##### READING PASSAGE #####

Considering the technical aspects, it seems that the Internet of Bodies (IoB) is not more than an extension of Internet of Things (IoT), connecting bodies with the internet. But they became quite distinct if we join in the same sentence the words, human body, safety and security. For this reason it is natural to feel fear after imagine our body as a part of a pervasive network exposed to potential tech bugs and hackers control. Despite this natural feeling, the potential benefits to our health justifies to take IoB seriously.
It is a fact that we are living more years, but more is not synonymous of better if we do not preserve quality of life. That is why all the technology that can help living longer with quality are welcome even if it has risks associated. The considerable improvements in digital health and medtech in the last years (enabled by new sensors, high performance computing, artificial intelligence algorithms, big data, among others), are offering the possibility to have better diagnostics and treatments, and as a consequence a life expectancy improvement. Nevertheless, to fully explore these enablers, it still missing a crucial step: a better connection between the human body and the systems. The Internet of Bodies approach could be this missing part.

#####

* QUESTIONS TO ANSWER *
A - Answer these questions about the Internet of Bodies passage:
(i) Considering the technical aspects, what does the Internet of Bodies seem to be?
(ii) Which enablers of recent improvements in digital health and medtech are listed?
(iii) What crucial step is still missing to fully explore these enablers?
B - Extract word for word the section of the Internet of Bodies passage that begins at the words "It is a fact" and stops after the words "this missing part.".
C - Extend the Internet of Bodies passage, picking up after its final sentence.
The entries come from a separate source.

##### DATA EXTRACTS #####

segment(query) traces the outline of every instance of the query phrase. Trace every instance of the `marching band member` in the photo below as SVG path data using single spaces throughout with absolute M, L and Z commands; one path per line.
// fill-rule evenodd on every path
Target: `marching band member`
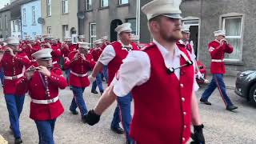
M 229 44 L 225 39 L 226 34 L 223 30 L 218 30 L 214 32 L 216 38 L 208 45 L 209 53 L 211 57 L 210 73 L 213 74 L 212 80 L 207 89 L 202 94 L 200 102 L 206 105 L 211 105 L 208 101 L 210 94 L 214 91 L 216 87 L 226 105 L 227 110 L 233 110 L 238 107 L 234 106 L 230 98 L 226 94 L 225 83 L 223 81 L 223 74 L 226 73 L 224 65 L 224 54 L 231 54 L 233 52 L 233 46 Z
M 22 111 L 25 93 L 17 93 L 16 82 L 24 76 L 24 70 L 30 63 L 26 54 L 18 50 L 18 38 L 10 37 L 6 39 L 6 50 L 0 53 L 0 69 L 4 73 L 3 93 L 9 112 L 10 128 L 14 133 L 15 144 L 22 143 L 19 130 L 19 116 Z
M 89 51 L 89 43 L 78 42 L 78 50 L 72 51 L 68 58 L 65 58 L 65 69 L 70 69 L 70 86 L 73 91 L 74 98 L 70 106 L 70 110 L 74 114 L 78 114 L 76 108 L 78 107 L 82 120 L 87 113 L 86 102 L 83 99 L 85 88 L 90 86 L 87 72 L 94 68 L 95 62 Z
M 54 144 L 55 122 L 64 111 L 58 89 L 67 86 L 62 71 L 52 66 L 52 49 L 46 48 L 32 54 L 38 67 L 30 67 L 26 78 L 18 83 L 18 90 L 27 91 L 31 98 L 30 118 L 37 126 L 39 143 Z
M 194 125 L 195 143 L 205 143 L 194 91 L 193 62 L 177 46 L 181 34 L 181 0 L 154 0 L 142 10 L 148 18 L 153 42 L 132 51 L 94 110 L 86 116 L 97 123 L 116 98 L 132 92 L 134 114 L 130 136 L 139 144 L 185 144 Z
M 123 23 L 118 26 L 115 31 L 118 34 L 119 41 L 114 42 L 108 45 L 103 50 L 99 58 L 92 74 L 90 76 L 90 82 L 94 82 L 97 74 L 102 69 L 103 66 L 108 66 L 108 86 L 110 85 L 115 74 L 118 72 L 122 60 L 127 54 L 133 50 L 138 50 L 138 46 L 131 42 L 131 28 L 130 23 Z M 131 122 L 130 104 L 132 96 L 130 93 L 127 93 L 122 97 L 118 97 L 118 106 L 114 110 L 114 118 L 111 122 L 111 130 L 117 134 L 123 134 L 125 132 L 127 142 L 132 142 L 133 140 L 129 136 L 130 125 Z M 121 118 L 120 118 L 121 112 Z M 123 130 L 119 123 L 122 122 Z

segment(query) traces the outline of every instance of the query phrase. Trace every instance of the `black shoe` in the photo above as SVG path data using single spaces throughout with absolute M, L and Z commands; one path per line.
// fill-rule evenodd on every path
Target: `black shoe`
M 104 93 L 104 91 L 101 91 L 101 95 L 102 95 L 103 93 Z
M 97 90 L 91 90 L 90 92 L 93 94 L 98 94 Z
M 77 110 L 70 110 L 70 112 L 74 114 L 74 115 L 78 115 L 78 112 Z
M 20 143 L 22 143 L 22 138 L 15 138 L 14 144 L 20 144 Z
M 111 127 L 111 130 L 118 134 L 122 134 L 125 133 L 125 131 L 121 128 L 121 127 Z
M 226 110 L 230 110 L 230 111 L 232 111 L 232 110 L 235 110 L 235 109 L 238 109 L 238 106 L 234 106 L 234 105 L 232 105 L 232 106 L 226 106 Z
M 82 119 L 82 122 L 84 122 L 84 123 L 86 123 L 86 115 L 83 115 L 83 116 L 82 116 L 82 118 L 81 118 L 81 119 Z
M 211 105 L 211 103 L 210 102 L 208 102 L 207 100 L 203 100 L 202 98 L 200 98 L 200 102 L 202 102 L 202 103 L 204 103 L 206 105 Z

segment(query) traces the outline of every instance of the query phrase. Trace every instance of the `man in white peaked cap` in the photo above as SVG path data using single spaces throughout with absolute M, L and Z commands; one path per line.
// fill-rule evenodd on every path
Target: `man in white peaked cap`
M 59 89 L 67 86 L 61 69 L 52 66 L 52 49 L 46 48 L 34 54 L 38 67 L 30 67 L 26 78 L 17 82 L 21 91 L 31 98 L 30 118 L 37 126 L 39 143 L 54 144 L 54 131 L 57 118 L 64 112 L 59 100 Z
M 119 36 L 119 41 L 108 45 L 101 54 L 93 73 L 90 77 L 90 82 L 94 82 L 97 74 L 102 70 L 103 66 L 108 68 L 108 86 L 110 85 L 115 74 L 118 72 L 122 60 L 133 50 L 138 50 L 135 43 L 131 42 L 130 23 L 123 23 L 115 28 Z M 133 142 L 129 136 L 131 122 L 130 105 L 132 96 L 130 93 L 125 94 L 117 98 L 118 106 L 115 109 L 111 122 L 111 130 L 117 134 L 125 133 L 128 143 Z M 120 118 L 121 112 L 121 118 Z M 122 122 L 124 130 L 120 127 Z
M 137 143 L 185 144 L 191 123 L 195 143 L 205 143 L 194 90 L 193 62 L 187 50 L 176 45 L 182 38 L 180 3 L 154 0 L 142 8 L 153 42 L 123 60 L 110 86 L 88 112 L 88 124 L 97 123 L 116 98 L 131 91 L 134 114 L 130 134 Z
M 24 76 L 25 66 L 30 64 L 26 54 L 18 50 L 19 39 L 9 37 L 6 39 L 8 52 L 0 53 L 0 70 L 4 73 L 3 93 L 9 113 L 10 128 L 15 138 L 14 143 L 22 143 L 19 129 L 19 118 L 22 111 L 25 93 L 17 91 L 16 82 Z
M 225 39 L 226 33 L 224 30 L 214 31 L 214 34 L 216 38 L 208 44 L 209 53 L 211 57 L 210 73 L 213 74 L 213 78 L 208 88 L 202 94 L 200 102 L 206 105 L 211 105 L 208 98 L 216 87 L 218 87 L 220 95 L 226 105 L 226 109 L 227 110 L 233 110 L 238 107 L 234 106 L 226 92 L 223 74 L 226 73 L 224 54 L 231 54 L 234 48 L 227 42 L 226 39 Z

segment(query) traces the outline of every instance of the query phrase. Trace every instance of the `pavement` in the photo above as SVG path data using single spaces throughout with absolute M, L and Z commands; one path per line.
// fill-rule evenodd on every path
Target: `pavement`
M 226 83 L 232 83 L 233 78 Z M 104 86 L 106 87 L 106 85 Z M 198 99 L 206 89 L 201 86 L 196 93 Z M 14 142 L 9 129 L 8 113 L 2 90 L 0 89 L 0 134 L 10 144 Z M 212 106 L 199 103 L 202 121 L 205 125 L 204 134 L 208 144 L 255 144 L 256 106 L 236 95 L 234 90 L 227 89 L 232 102 L 238 106 L 234 112 L 226 110 L 219 93 L 215 90 L 209 101 Z M 56 144 L 124 144 L 125 136 L 116 134 L 110 129 L 116 103 L 113 104 L 101 117 L 99 123 L 94 126 L 84 124 L 79 115 L 73 115 L 69 111 L 72 100 L 72 92 L 66 88 L 60 91 L 60 98 L 65 112 L 56 122 L 54 140 Z M 99 94 L 90 93 L 86 89 L 84 98 L 87 108 L 92 109 L 100 98 Z M 132 106 L 133 107 L 133 106 Z M 132 108 L 133 109 L 133 108 Z M 21 132 L 25 144 L 38 143 L 38 131 L 34 122 L 29 118 L 30 97 L 26 97 L 24 109 L 20 118 Z M 132 112 L 134 110 L 132 110 Z

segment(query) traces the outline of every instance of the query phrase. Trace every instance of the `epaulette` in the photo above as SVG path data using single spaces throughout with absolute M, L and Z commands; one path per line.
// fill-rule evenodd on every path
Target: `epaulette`
M 155 46 L 155 44 L 154 42 L 148 43 L 148 44 L 145 45 L 143 47 L 142 47 L 141 50 L 146 50 L 150 47 L 152 47 L 154 46 Z

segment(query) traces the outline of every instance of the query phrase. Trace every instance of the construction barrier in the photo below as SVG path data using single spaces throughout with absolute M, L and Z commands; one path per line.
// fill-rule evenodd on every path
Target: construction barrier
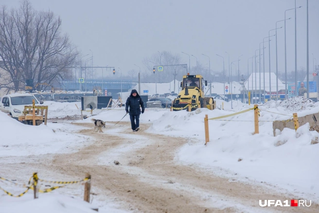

#####

* WRITTEN ANSWERS *
A -
(i) An extension of the Internet of Things (IoT), connecting bodies with the internet.
(ii) New sensors, high performance computing, artificial intelligence algorithms and big data, among others.
(iii) A better connection between the human body and the systems.

B -
It is a fact that we are living more years, but more is not synonymous of better if we do not preserve quality of life. That is why all the technology that can help living longer with quality are welcome even if it has risks associated. The considerable improvements in digital health and medtech in the last years (enabled by new sensors, high performance computing, artificial intelligence algorithms, big data, among others), are offering the possibility to have better diagnostics and treatments, and as a consequence a life expectancy improvement. Nevertheless, to fully explore these enablers, it still missing a crucial step: a better connection between the human body and the systems. The Internet of Bodies approach could be this missing part.

C -
Despite it seems a future evidence, IoB approach opens a new type of legal, safety and security issues. In the next years we will assist to a tension between three different views, the pressure to have better health solutions, the available technology that can be used immediately, and the legal/ethical and security issues.
The presentation will have five different parts: 1) Presentation of the three generations of IoB; 2) How the IoB applications could contribute to the Health 4.0 concept, supporting the ageing process?; 3) What are the applications available now and what can we expect in the future?; 4) What are the enabling technologies behind IoB?; 5) What are the main roadblocks in the IoB innovation pathway?
About the Speaker
António Lindo da Cunha has a strong experience driving Innovation and R&D contracts, and leading technology transfer processes between research organisations and the business sector, for Health and Active and Healthy Ageing, creating tangible economic and social value to the organisations involved, especially for SMES.
He is Executive Director of the Automatics Lab of Instituto Pedro Nunes (IPN) and member of the board of Caritas Diocesana de Coimbra. In the last years he coordinated different initiatives related with Telemedicine, Hospital@home, Home-Care and Care-Home. He is member of the Ageing@Coimbra coordination group (European Reference Site for Active and Healthy Ageing, EIP AHA), IPN representative in EIT Health (Knowledge and Innovation Communities) initiative, and was member of the board and research director of the Critical Move S.A. a spin-off from IPN and Critical group. He is the coordinator of the “Technologies to Support the Quality of Life” innovation platform for Smart Specialization Strategy implementation (RIS3) in Portugal Centro Region.